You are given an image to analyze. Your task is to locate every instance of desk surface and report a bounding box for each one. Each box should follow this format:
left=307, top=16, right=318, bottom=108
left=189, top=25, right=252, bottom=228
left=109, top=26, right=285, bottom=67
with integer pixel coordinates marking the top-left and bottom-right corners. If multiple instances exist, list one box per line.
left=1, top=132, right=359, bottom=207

==========

### EXERCISE GOAL
Please restate every record above word for word.

### REPLY TO THE EXERCISE
You are given an image to analyze. Your task is to locate every instance of desk surface and report a bounding box for each one. Each box should follow this format:
left=307, top=16, right=318, bottom=108
left=189, top=25, right=252, bottom=228
left=109, top=26, right=285, bottom=67
with integer pixel coordinates marking the top-left and bottom-right corners. If multiple instances exist, list one box per line.
left=1, top=132, right=359, bottom=207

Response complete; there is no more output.